Reproduce every line of the records below character for character, leaving out the pictures.

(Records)
◆ ◆ ◆ ◆ ◆ ◆ ◆

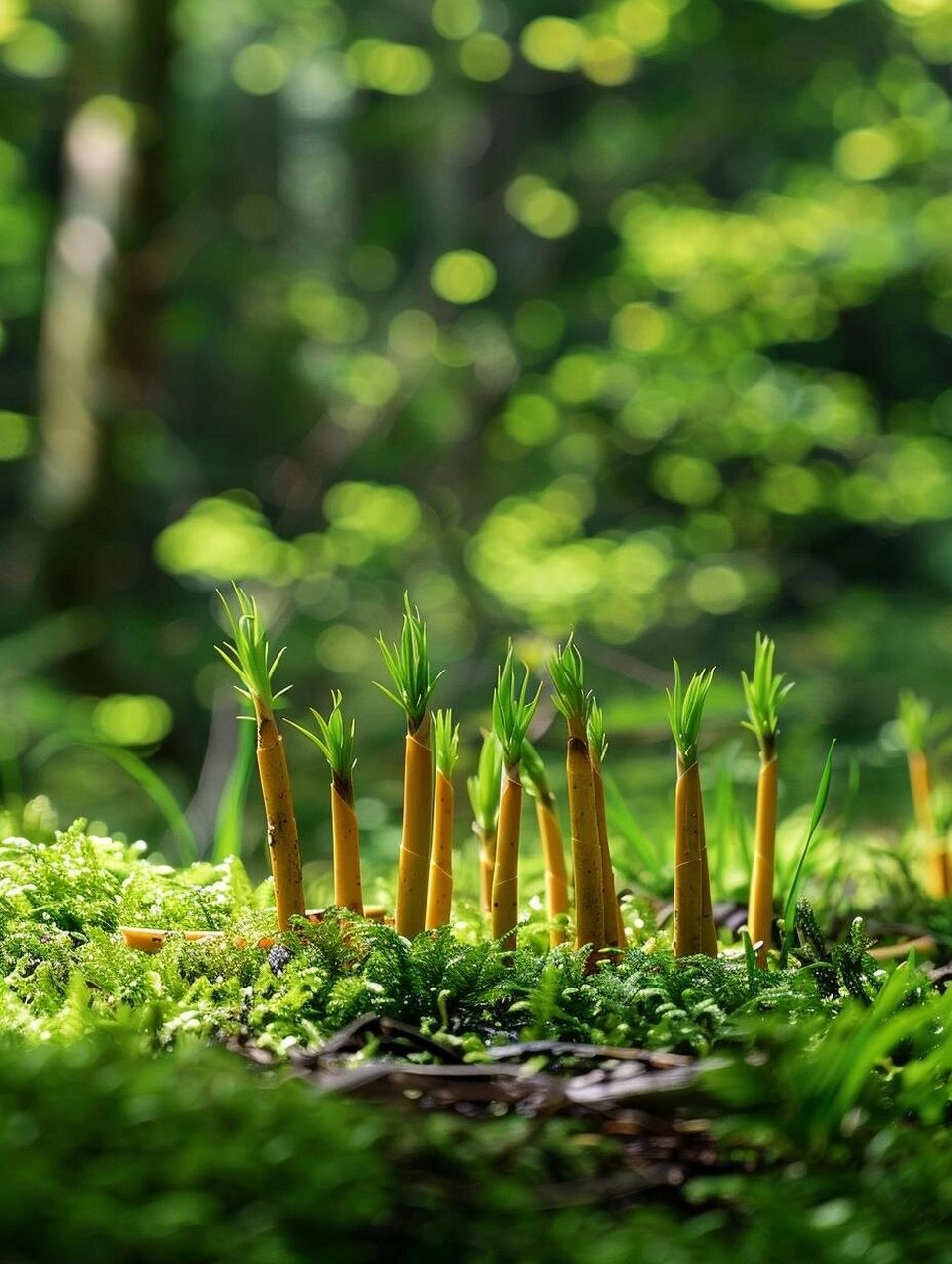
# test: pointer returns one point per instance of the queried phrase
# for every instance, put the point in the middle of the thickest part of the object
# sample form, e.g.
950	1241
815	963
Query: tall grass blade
623	822
229	818
818	806
138	770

◆ ◆ ◆ ◆ ◆ ◆ ◆

Output
# test: pointer returns one point per instance of the queried phrase
# for every instance, put the point in the middle of the thickest part of the object
# sample form, e.g.
950	1241
815	963
Query: tall grass blade
623	822
229	818
818	806
138	770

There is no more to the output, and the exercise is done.